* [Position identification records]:
+++++
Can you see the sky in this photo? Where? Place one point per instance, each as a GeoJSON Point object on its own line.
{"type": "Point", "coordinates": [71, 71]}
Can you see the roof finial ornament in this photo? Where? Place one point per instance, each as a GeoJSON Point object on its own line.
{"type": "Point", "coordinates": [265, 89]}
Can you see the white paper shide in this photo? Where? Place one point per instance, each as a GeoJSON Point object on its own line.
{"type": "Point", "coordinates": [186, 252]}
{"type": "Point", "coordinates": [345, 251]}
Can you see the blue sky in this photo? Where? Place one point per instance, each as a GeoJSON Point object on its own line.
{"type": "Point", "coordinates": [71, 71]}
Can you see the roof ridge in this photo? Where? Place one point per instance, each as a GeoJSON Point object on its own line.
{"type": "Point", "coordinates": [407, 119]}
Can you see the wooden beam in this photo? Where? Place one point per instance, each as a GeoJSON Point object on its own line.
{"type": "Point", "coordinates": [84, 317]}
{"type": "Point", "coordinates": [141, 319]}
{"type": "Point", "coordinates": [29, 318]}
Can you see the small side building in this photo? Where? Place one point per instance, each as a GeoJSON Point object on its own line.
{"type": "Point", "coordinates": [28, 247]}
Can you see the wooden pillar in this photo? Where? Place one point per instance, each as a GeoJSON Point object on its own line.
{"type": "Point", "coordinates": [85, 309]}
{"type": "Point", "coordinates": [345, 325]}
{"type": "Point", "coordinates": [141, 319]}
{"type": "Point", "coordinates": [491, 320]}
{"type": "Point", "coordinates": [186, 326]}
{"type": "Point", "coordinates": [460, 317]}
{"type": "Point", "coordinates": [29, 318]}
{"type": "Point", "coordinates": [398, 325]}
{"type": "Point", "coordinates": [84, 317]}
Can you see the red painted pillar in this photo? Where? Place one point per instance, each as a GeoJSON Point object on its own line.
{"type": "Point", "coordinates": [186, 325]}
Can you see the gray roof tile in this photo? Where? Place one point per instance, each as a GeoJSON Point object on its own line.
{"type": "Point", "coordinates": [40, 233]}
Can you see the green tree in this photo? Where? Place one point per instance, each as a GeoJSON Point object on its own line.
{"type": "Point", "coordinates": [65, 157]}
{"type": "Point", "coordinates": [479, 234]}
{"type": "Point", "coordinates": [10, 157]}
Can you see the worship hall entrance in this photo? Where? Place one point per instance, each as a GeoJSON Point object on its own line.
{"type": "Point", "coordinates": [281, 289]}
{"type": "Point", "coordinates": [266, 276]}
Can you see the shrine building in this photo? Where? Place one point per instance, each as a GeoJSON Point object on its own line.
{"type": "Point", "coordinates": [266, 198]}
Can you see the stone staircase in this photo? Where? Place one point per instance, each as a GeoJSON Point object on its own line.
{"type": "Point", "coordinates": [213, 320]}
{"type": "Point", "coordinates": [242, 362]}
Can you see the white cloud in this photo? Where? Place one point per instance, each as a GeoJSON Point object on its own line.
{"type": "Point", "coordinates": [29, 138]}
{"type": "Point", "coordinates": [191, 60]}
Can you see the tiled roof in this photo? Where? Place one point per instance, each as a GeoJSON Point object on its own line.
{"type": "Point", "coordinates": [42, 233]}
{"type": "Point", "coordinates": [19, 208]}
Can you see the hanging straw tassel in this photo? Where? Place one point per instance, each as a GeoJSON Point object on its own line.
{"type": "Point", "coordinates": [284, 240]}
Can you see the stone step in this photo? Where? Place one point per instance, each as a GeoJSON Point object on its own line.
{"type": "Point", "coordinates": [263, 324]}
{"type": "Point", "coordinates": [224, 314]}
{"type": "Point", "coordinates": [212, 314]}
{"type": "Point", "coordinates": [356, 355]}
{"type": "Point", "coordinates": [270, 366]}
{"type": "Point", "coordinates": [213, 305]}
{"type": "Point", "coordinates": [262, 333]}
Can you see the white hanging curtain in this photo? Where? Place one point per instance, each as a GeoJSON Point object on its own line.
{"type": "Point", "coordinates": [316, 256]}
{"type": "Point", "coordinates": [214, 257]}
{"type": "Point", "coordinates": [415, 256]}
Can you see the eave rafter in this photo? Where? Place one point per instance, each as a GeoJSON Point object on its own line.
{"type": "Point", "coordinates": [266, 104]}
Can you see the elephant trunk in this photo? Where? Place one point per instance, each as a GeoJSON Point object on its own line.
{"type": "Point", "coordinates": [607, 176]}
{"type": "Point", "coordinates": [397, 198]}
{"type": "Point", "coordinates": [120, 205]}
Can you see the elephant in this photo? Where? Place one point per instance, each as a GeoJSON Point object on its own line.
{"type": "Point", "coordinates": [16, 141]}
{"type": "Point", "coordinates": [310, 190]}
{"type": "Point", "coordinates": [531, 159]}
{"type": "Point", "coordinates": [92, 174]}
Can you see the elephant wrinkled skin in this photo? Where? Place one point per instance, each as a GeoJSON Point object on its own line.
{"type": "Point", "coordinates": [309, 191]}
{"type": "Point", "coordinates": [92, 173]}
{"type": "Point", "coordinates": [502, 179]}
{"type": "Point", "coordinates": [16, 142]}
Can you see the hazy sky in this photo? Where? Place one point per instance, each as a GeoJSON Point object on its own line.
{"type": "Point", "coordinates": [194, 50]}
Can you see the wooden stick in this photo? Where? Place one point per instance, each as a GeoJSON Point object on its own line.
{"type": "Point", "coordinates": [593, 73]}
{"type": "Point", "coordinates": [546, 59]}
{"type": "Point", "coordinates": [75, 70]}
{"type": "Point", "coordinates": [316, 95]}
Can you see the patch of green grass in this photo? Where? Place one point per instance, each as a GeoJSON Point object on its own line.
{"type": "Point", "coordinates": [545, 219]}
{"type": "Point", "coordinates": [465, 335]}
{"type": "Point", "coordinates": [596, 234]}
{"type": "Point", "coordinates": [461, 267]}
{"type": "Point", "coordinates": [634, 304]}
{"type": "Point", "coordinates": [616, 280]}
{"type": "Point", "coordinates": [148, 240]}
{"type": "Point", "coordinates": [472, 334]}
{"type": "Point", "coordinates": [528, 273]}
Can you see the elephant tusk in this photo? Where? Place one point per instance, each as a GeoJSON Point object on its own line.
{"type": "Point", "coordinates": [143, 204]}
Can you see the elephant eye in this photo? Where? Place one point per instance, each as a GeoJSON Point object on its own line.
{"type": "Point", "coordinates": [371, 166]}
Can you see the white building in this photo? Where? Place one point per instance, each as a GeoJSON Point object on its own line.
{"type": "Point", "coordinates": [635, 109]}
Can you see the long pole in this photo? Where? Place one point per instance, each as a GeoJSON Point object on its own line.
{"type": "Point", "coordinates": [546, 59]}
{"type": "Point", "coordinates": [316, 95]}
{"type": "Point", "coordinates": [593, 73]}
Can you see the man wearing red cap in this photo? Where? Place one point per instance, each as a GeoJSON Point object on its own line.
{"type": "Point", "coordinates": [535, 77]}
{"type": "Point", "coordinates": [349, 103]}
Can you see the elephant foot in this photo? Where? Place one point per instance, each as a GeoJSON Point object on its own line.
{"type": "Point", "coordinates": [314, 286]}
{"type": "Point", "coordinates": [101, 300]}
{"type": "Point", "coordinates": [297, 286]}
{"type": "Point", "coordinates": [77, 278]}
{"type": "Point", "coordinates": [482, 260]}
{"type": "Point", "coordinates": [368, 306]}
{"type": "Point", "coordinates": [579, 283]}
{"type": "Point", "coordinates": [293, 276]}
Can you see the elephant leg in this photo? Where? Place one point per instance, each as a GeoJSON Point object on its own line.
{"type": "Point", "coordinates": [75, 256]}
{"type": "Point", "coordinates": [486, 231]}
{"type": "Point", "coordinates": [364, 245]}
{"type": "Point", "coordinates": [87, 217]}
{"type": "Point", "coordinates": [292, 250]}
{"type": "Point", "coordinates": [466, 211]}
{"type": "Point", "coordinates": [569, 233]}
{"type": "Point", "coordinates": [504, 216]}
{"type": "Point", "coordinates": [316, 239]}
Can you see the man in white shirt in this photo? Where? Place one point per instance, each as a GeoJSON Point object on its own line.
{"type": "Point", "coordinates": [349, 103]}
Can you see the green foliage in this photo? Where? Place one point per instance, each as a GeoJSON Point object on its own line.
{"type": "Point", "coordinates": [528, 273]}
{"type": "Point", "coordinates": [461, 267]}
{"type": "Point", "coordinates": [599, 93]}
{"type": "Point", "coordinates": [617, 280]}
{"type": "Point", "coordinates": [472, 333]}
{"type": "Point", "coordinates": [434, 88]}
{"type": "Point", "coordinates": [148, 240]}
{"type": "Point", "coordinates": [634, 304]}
+++++
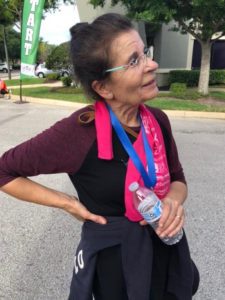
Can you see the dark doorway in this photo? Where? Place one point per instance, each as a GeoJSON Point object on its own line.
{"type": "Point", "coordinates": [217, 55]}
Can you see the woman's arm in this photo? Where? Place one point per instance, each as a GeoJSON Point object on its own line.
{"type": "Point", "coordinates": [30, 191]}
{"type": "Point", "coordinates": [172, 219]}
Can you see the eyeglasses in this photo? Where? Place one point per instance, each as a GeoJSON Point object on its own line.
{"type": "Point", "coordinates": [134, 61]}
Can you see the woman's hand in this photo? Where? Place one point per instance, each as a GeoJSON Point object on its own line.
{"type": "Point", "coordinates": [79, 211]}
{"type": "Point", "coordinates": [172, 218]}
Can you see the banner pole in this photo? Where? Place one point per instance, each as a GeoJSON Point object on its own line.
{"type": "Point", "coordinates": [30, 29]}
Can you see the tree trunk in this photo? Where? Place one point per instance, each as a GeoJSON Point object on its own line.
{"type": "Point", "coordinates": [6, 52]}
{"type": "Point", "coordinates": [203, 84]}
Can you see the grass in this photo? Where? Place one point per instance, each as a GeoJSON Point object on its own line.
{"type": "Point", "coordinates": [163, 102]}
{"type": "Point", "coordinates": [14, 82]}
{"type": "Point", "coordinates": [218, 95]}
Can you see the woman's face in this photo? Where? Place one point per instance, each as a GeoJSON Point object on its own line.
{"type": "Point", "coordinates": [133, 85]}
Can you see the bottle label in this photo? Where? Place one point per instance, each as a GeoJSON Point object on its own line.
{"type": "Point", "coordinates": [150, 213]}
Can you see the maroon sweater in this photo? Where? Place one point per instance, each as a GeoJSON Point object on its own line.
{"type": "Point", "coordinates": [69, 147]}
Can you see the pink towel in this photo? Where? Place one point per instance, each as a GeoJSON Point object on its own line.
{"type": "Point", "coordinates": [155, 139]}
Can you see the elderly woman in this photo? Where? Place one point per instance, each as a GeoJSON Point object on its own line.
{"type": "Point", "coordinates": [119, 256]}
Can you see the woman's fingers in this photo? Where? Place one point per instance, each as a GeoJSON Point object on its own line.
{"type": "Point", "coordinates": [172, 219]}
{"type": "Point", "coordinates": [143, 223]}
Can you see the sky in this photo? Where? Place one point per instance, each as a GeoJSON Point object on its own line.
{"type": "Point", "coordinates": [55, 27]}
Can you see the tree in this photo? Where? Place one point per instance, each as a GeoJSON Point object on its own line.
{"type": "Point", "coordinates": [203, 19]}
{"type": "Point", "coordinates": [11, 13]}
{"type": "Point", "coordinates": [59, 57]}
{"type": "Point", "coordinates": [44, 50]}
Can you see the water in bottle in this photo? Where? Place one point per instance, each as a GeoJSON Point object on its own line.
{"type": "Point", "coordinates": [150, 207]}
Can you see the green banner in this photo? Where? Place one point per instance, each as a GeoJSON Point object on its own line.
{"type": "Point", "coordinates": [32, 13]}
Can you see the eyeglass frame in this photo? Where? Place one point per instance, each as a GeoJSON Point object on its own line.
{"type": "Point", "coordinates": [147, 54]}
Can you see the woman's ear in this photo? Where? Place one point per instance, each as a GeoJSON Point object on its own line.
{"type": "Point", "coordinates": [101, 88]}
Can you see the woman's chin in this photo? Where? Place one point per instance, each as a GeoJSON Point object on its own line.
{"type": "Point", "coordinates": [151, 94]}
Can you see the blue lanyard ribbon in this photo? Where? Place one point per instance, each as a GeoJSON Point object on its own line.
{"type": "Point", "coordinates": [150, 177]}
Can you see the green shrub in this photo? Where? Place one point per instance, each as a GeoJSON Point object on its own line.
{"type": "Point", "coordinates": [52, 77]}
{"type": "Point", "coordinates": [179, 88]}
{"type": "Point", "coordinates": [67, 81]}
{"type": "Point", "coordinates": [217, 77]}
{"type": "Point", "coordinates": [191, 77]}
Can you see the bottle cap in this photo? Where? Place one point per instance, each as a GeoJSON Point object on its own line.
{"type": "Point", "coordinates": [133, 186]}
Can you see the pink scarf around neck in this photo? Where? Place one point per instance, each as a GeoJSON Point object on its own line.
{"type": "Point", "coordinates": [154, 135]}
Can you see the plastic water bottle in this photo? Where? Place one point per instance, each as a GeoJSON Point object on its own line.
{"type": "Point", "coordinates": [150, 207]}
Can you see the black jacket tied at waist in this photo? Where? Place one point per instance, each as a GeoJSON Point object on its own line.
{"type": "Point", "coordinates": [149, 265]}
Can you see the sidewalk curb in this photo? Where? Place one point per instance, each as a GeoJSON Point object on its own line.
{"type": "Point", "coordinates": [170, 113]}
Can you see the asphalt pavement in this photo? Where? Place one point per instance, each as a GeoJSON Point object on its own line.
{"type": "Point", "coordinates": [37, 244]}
+++++
* [Task directions]: Pick out every line in the data above that has the word "water" in it, and copy each of those lines. Upper and lower case count, so only lines with the same letter case should be included.

* [Solution to the problem]:
Can you see the water in bottle in this photo? Where? Place one point per instance, each as a GeoJSON Point object on its own line.
Can you see the plastic water bottle in this photo? Where? Place one point per instance, each as a GeoJSON Point object on its own line.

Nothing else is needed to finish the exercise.